> _Aim of the exercise_: Keeping every word and mark, copy all of the data.
Records for the task below:
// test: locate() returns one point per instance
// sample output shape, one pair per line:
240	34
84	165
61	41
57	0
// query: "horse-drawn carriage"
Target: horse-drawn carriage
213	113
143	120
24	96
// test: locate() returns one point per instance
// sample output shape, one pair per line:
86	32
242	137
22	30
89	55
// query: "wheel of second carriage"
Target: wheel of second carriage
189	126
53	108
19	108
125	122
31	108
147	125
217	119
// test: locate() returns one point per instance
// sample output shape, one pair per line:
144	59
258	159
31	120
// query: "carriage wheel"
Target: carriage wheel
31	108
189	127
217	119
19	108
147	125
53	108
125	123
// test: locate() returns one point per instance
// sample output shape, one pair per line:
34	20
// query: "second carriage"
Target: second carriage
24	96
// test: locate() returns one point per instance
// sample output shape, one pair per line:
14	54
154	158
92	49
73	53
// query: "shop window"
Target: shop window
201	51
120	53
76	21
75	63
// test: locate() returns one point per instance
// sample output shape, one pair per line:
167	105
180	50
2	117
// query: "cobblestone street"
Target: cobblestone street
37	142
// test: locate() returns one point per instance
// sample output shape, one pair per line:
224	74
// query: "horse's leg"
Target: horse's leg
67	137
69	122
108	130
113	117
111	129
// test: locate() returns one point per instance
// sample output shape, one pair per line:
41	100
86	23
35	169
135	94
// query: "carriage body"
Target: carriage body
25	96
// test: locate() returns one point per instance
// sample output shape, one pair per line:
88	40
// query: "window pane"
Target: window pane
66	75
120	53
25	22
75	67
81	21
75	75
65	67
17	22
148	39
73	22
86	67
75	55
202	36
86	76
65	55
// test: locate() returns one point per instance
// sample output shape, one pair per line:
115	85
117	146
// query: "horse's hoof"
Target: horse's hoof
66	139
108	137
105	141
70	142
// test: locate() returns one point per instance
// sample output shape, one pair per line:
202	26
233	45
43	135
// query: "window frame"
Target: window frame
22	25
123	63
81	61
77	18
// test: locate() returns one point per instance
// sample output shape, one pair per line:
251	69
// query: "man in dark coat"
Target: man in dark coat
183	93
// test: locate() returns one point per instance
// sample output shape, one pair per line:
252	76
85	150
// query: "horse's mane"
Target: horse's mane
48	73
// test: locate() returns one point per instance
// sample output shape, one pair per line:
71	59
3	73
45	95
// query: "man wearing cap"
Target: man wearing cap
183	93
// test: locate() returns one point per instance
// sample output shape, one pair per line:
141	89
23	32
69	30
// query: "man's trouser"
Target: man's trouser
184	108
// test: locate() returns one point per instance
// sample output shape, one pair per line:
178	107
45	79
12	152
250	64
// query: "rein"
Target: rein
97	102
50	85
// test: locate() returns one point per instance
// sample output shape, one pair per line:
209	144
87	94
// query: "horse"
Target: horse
End of Records for the task.
> _Your response_:
// test: locate() returns one point per instance
// sample output shape, one pair per line:
240	34
84	165
61	41
57	0
// query: "horse-drawn carriage"
Target: horse-drawn carriage
213	113
143	120
24	96
// test: locate() returns one point per instance
// sample output shape, one pair per line:
86	32
242	137
22	30
89	55
// query: "wheel of second carriage"
Target: wheel of second carriage
189	126
53	108
19	108
125	122
31	108
147	125
217	119
// test: locate() returns one point per instance
// sample output shape, one pair per line:
144	59
258	159
31	120
// query: "carriage wheel"
Target: carriage wheel
31	108
189	127
217	119
19	108
147	125
53	108
125	123
// test: locate() returns one point per instance
// sample output shape, one pair per line:
34	20
// query: "second carriage"
Target: second carriage
24	96
// test: locate() returns one point per instance
// sample output shape, one pair per line:
14	54
154	158
92	49
73	53
// query: "shop window"
Target: shop window
201	51
120	53
76	21
75	63
// test: locate() returns one point per instance
// sample output shape, one pair per line:
167	105
180	50
2	117
// query: "cobblestone street"
Target: cobblestone street
37	142
// test: locate() returns one point per instance
// sample output shape, one pair per line:
224	74
// query: "horse's leg"
Target: horse's leg
67	137
69	122
108	130
113	117
111	129
// test: locate() returns one point per instance
// sample output shape, one pair per line:
41	100
86	23
35	169
135	94
// query: "carriage body"
Target: carriage body
25	96
// test: locate() returns one point per instance
// sample output shape, one pair per line:
88	40
// query: "window pane"
Target: window pane
66	75
120	53
25	22
75	67
81	21
75	75
65	67
17	22
148	39
73	22
86	67
75	55
202	36
86	76
65	55
// test: locate() returns one point per instance
// sample output shape, one pair per line:
115	85
117	146
// query: "horse's hoof"
Target: horse's hoof
66	139
108	137
105	141
70	142
// test: locate() returns one point per instance
// sample output shape, one pair per line:
202	26
233	45
43	135
// query: "window frame"
Target: window frame
22	25
123	63
81	61
77	18
// test: locate() returns one point per instance
// sample output shape, one pair per line:
251	69
// query: "man in dark coat"
Target: man in dark coat
183	93
// test: locate() returns one point per instance
// sample output shape, one pair per line:
252	76
85	150
// query: "horse's mane"
Target: horse's mane
48	73
// test: locate() returns one point per instance
// sample output shape, one pair per line:
71	59
3	73
45	95
// query: "man wearing cap"
Target: man wearing cap
183	93
// test: locate() returns one point per instance
// sample output shape, one pair per line:
141	89
23	32
69	30
// query: "man's trouser"
Target: man's trouser
184	108
// test: locate() returns one point per instance
// sample output shape, one pair per line:
178	107
45	79
12	152
250	64
// query: "rein"
Target: rein
97	102
50	85
// test: locate() returns one point per instance
// sample output shape, one pair per line:
209	144
87	94
// query: "horse"
Target: horse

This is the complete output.